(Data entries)
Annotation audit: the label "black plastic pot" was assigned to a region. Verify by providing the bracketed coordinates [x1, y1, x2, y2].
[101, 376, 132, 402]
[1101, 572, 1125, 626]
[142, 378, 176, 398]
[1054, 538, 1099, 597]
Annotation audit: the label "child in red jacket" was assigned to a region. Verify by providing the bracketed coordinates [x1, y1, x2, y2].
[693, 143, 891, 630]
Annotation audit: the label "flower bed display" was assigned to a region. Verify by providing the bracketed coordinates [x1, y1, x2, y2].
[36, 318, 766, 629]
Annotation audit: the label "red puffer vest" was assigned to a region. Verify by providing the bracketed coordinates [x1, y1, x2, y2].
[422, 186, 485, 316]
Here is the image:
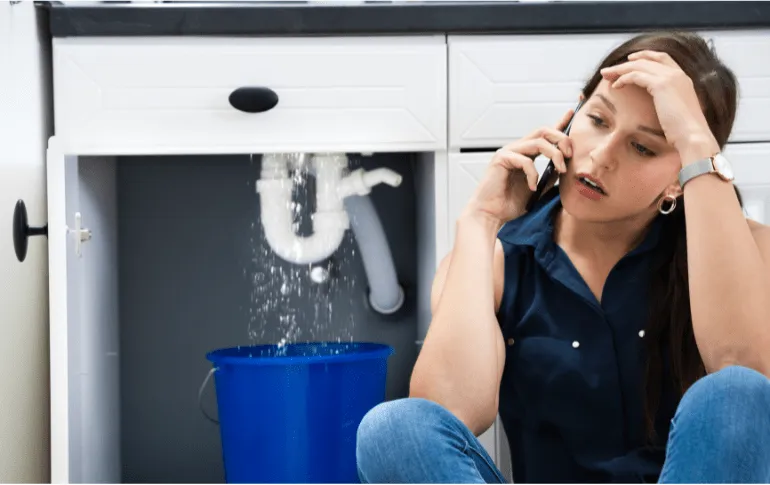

Requirements:
Gather every line of the items above that contains the string "plastic". Matching is case-sensitive.

Correct answer:
Annotation audit: the label "black plastic pot" was assigned to a region. Verify by providing the bracketed coordinates [x1, y1, x2, y2].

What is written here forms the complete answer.